__Description of the task__. Copy the giant anteater text again, starting with "A giant anteater and" and going on through "into the habitat.", renaming "individuals" as "animals" throughout.

** BEGIN Passage given **

A giant anteater and her baby in the Iberá National Park in Argentina. As giant anteaters don’t have necks, researchers use harnesses instead of collars to monitor them. Image courtesy of Rewilding Argentina.

  • Recent giant anteater sightings in Rio Grande do Sul state indicate the species has returned to southern Brazil, where it had been considered extinct for more than a century.
  • Experts concluded that the giant anteater ventured across the border from the Iberá Park in northeastern Argentina where a rewilding project has released around 110 individuals back into the habitat.
  • The sightings emphasize the importance of rewilding projects, both to restore animal populations in specific regions and help ecosystems farther afield.
  • Organizations across Brazil are working to protect and maintain current giant anteater populations, including rallying for safer highways to prevent wildlife-vehicle collisions that cause local extinctions.

Playing back hours of footage from a camera trap set in Espinilho State Park in the south of Brazil in August 2023, Fábio Mazim and his team banked on possible sightings of the maned wolf or the Pantanal deer and had their fingers crossed for a glimpse of a Pampas cat (Leopardus pajeros), one of the most threatened felines in the world.

What they didn’t expect to see was an animal long presumed extinct in the region. To their surprise, the unmistakable long snout and bushy tail of a giant anteater ambled into shot.

“We shouted and cried when we saw it,” the ecologist from the nonprofit Pró-Carnívoros Institute told Mongabay. “It took a few days to grasp the importance of this record. A sighting of a giant anteater was never, ever expected.”

Last seen alive in the southwest of the Rio Grande do Sul state in 1890, the giant anteater (Myrmecophaga tridactyla) has since been spotted 11 times since August 2023, although the scientists are unsure whether it’s the same one or different individuals. However, the sightings confirm one clear fact: The giant anteater is back.

It’s a huge win for the environment. Giant anteaters play an important role in their ecosystems, helping to control insect numbers, create watering holes through digging and are prey for big cats such as jaguars and pumas. The habitat of the giant anteater stretches from Central America toward the south cone of Latin America. Its conservation status is “vulnerable,” although it is considered extinct in several countries, including El Salvador, Guatemala and Uruguay, as well as specific regions such as the states of Rio de Janeiro, Espirito Santo, Santa Catarina and (until now) Rio Grande do Sul in Brazil and the Cordoba and Entre Rios regions in Argentina.

** END Passage given **
** BEGIN Data rows **

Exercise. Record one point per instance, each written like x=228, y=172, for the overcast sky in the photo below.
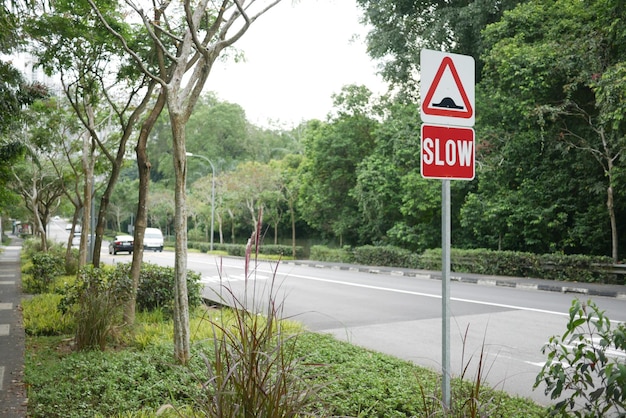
x=296, y=56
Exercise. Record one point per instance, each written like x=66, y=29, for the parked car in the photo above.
x=76, y=239
x=122, y=243
x=153, y=239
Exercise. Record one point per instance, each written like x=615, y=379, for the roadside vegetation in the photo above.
x=247, y=361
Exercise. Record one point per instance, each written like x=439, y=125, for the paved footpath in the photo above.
x=13, y=400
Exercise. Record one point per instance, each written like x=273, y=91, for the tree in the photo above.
x=15, y=95
x=102, y=95
x=560, y=60
x=186, y=39
x=333, y=151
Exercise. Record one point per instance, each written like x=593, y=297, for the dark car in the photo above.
x=121, y=243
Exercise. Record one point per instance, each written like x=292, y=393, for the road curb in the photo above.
x=586, y=289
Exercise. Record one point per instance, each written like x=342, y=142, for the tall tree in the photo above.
x=186, y=38
x=561, y=60
x=333, y=151
x=108, y=95
x=15, y=94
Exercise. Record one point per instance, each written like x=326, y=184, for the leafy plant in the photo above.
x=252, y=370
x=44, y=269
x=580, y=366
x=43, y=317
x=96, y=300
x=156, y=287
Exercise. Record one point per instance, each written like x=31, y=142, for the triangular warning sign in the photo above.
x=440, y=99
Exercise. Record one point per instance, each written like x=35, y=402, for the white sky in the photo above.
x=296, y=56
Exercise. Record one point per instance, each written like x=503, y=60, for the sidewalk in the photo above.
x=13, y=399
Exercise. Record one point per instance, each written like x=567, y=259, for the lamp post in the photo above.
x=189, y=154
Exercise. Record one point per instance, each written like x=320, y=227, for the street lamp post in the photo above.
x=189, y=154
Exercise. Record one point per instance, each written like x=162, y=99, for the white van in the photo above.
x=153, y=239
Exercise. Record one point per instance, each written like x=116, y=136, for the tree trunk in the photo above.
x=87, y=196
x=614, y=237
x=293, y=228
x=141, y=218
x=181, y=301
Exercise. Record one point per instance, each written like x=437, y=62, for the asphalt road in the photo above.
x=401, y=315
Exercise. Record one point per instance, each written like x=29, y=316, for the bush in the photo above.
x=337, y=255
x=44, y=269
x=156, y=287
x=382, y=256
x=579, y=367
x=239, y=250
x=42, y=316
x=96, y=300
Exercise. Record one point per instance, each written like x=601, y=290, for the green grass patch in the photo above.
x=42, y=316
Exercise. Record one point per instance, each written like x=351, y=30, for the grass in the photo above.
x=138, y=378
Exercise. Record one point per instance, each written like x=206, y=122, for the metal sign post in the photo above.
x=445, y=291
x=448, y=149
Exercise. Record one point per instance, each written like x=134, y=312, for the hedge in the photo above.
x=239, y=250
x=572, y=268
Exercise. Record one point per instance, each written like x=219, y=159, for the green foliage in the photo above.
x=105, y=383
x=252, y=368
x=42, y=316
x=383, y=256
x=580, y=370
x=348, y=380
x=338, y=255
x=44, y=269
x=239, y=250
x=571, y=268
x=96, y=301
x=156, y=287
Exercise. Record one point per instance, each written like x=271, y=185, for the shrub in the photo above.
x=44, y=269
x=382, y=256
x=580, y=368
x=337, y=255
x=252, y=369
x=42, y=316
x=96, y=300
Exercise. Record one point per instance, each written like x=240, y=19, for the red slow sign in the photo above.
x=447, y=152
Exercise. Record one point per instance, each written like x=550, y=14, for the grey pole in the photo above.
x=445, y=292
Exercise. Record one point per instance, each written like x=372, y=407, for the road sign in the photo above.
x=447, y=152
x=447, y=88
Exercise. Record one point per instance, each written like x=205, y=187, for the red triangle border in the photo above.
x=447, y=62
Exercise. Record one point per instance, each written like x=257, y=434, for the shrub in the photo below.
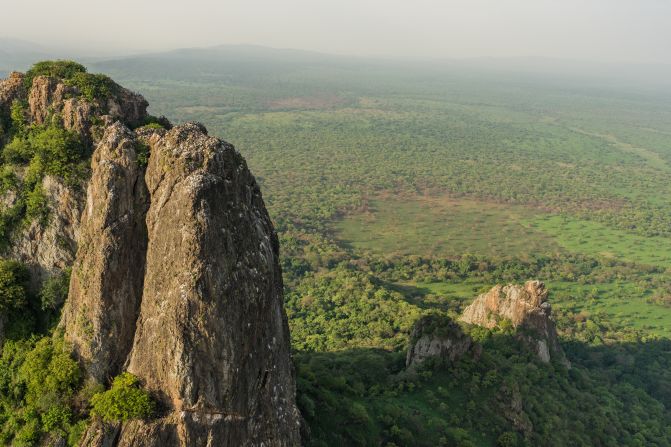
x=92, y=86
x=13, y=283
x=59, y=69
x=124, y=401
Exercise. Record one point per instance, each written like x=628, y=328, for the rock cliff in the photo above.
x=49, y=248
x=439, y=338
x=175, y=273
x=527, y=308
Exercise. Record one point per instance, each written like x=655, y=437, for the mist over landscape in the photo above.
x=323, y=224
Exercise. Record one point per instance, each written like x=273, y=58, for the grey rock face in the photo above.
x=437, y=337
x=525, y=307
x=106, y=282
x=211, y=339
x=47, y=249
x=176, y=277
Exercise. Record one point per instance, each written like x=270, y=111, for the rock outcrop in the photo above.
x=176, y=276
x=439, y=338
x=205, y=331
x=107, y=276
x=527, y=308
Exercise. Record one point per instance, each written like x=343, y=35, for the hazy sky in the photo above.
x=602, y=30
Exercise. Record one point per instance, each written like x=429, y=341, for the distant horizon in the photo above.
x=608, y=31
x=63, y=52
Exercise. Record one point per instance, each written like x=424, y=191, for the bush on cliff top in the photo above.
x=58, y=69
x=91, y=86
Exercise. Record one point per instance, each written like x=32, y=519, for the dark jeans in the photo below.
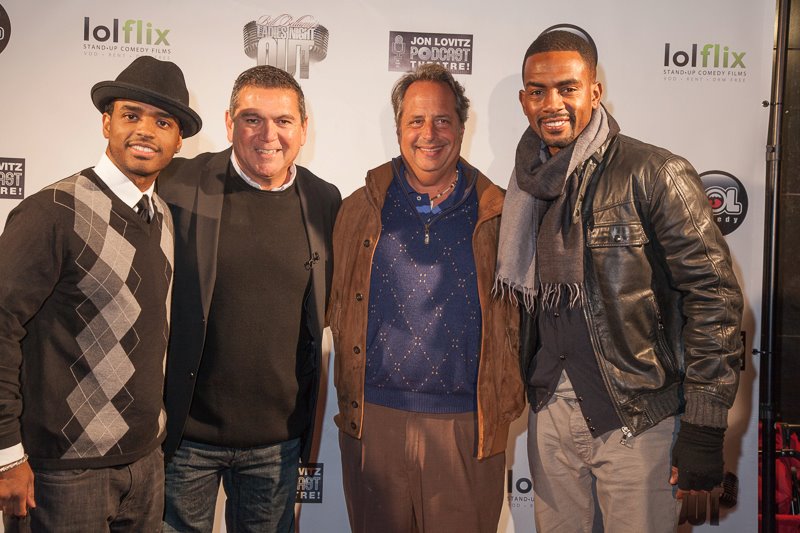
x=127, y=498
x=260, y=484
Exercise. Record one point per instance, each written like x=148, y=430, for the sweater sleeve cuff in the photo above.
x=9, y=455
x=702, y=410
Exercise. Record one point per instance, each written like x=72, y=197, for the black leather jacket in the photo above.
x=663, y=305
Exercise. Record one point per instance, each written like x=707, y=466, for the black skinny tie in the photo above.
x=143, y=208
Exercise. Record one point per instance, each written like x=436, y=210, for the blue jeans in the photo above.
x=260, y=484
x=126, y=498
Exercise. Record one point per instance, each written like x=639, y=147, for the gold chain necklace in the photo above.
x=445, y=190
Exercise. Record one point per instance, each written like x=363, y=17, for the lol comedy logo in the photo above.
x=5, y=29
x=728, y=199
x=286, y=42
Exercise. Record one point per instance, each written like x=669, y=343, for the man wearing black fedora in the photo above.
x=84, y=307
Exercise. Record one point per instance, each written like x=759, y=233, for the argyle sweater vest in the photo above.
x=93, y=300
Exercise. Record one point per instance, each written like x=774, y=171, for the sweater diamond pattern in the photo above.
x=108, y=312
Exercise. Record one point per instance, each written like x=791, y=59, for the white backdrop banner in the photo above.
x=689, y=76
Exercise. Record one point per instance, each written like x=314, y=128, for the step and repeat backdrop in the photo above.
x=689, y=76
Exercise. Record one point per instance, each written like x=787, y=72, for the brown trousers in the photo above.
x=417, y=472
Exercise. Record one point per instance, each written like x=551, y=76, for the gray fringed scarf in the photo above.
x=540, y=253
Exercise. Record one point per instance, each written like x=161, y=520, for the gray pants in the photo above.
x=575, y=473
x=126, y=498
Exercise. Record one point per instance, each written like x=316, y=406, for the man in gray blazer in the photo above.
x=253, y=265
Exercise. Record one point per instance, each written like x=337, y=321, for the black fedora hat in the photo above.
x=154, y=82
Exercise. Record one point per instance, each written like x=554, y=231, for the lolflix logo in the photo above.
x=713, y=62
x=728, y=199
x=125, y=38
x=5, y=29
x=286, y=42
x=12, y=178
x=520, y=491
x=309, y=483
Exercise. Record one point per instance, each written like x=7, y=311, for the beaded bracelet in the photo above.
x=9, y=466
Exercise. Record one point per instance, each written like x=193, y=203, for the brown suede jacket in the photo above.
x=355, y=236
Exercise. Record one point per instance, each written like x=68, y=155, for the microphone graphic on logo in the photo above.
x=398, y=47
x=311, y=261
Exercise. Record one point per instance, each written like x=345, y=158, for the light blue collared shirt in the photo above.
x=119, y=183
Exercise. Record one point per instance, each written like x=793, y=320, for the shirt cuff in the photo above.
x=9, y=455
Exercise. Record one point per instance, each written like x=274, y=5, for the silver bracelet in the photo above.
x=9, y=466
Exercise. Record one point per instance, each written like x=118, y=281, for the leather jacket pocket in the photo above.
x=631, y=234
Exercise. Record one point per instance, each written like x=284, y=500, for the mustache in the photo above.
x=569, y=115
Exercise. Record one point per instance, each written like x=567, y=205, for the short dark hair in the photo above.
x=267, y=77
x=429, y=72
x=563, y=41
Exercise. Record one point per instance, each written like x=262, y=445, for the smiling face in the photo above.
x=142, y=139
x=267, y=132
x=430, y=134
x=559, y=96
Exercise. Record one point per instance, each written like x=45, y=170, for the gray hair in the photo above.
x=429, y=72
x=267, y=77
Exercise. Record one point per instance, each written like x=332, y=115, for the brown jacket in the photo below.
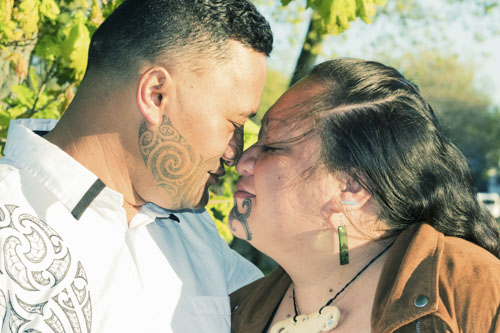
x=430, y=283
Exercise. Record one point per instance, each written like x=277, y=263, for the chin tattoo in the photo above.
x=241, y=217
x=175, y=166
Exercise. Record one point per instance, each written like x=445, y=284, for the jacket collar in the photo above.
x=408, y=286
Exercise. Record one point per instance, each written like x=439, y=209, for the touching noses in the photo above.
x=246, y=164
x=234, y=148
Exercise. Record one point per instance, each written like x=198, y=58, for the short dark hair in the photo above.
x=143, y=30
x=374, y=125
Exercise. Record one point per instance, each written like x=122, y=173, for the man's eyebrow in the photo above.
x=249, y=114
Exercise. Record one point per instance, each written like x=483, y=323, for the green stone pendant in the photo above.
x=344, y=248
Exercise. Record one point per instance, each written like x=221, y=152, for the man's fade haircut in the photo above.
x=178, y=30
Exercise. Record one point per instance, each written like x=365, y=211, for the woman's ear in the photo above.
x=353, y=195
x=153, y=94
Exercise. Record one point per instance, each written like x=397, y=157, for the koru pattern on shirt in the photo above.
x=41, y=288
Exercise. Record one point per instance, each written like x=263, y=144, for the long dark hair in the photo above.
x=375, y=126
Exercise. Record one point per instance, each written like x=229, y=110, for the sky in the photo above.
x=455, y=27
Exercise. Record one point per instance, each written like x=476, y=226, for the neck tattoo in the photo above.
x=326, y=318
x=236, y=215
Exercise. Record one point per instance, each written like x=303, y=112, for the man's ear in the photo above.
x=153, y=94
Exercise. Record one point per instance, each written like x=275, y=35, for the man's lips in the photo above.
x=241, y=193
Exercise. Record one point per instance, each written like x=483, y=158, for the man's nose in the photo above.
x=234, y=149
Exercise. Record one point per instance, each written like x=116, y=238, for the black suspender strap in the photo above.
x=87, y=199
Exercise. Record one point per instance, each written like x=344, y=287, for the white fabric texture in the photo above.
x=99, y=273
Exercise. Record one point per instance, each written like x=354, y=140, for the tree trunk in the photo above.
x=307, y=58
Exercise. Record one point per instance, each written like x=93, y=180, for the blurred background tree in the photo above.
x=44, y=43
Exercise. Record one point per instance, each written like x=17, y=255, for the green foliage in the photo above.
x=221, y=196
x=333, y=16
x=46, y=43
x=276, y=85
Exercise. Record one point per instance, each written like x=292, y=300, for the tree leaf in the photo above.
x=96, y=17
x=6, y=11
x=25, y=95
x=48, y=48
x=49, y=9
x=75, y=48
x=28, y=17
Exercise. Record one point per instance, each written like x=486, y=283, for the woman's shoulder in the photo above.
x=462, y=261
x=253, y=305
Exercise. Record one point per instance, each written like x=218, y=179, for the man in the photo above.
x=85, y=246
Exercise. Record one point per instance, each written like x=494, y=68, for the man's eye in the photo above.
x=237, y=126
x=269, y=149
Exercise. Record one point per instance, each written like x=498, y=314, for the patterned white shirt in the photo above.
x=70, y=262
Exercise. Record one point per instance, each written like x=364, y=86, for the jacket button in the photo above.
x=421, y=301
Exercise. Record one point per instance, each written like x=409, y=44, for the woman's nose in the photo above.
x=246, y=164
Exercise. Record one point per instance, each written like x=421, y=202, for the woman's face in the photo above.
x=281, y=199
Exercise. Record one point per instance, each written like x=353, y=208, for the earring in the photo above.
x=343, y=247
x=348, y=202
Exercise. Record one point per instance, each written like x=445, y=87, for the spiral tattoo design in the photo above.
x=241, y=216
x=173, y=162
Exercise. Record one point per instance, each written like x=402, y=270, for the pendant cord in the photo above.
x=295, y=306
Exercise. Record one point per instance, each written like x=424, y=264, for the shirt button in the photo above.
x=421, y=301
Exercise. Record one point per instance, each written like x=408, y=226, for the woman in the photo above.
x=369, y=211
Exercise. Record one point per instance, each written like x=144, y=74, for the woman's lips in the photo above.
x=240, y=194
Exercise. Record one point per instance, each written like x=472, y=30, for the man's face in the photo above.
x=202, y=127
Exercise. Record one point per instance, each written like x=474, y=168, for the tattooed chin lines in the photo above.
x=241, y=217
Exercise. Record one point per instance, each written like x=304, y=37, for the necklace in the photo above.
x=326, y=318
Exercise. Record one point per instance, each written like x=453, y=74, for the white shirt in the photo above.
x=70, y=262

** END Data rows **

__Output for this task__.
A giant anteater and her baby in the Iberá National Park in Argentina. As giant anteaters don’t have necks, researchers use harnesses instead of collars to monitor them. Image courtesy of Rewilding Argentina.

  • Recent giant anteater sightings in Rio Grande do Sul state indicate the species has returned to southern Brazil, where it had been considered extinct for more than a century.
  • Experts concluded that the giant anteater ventured across the border from the Iberá Park in northeastern Argentina where a rewilding project has released around 110 animals back into the habitat.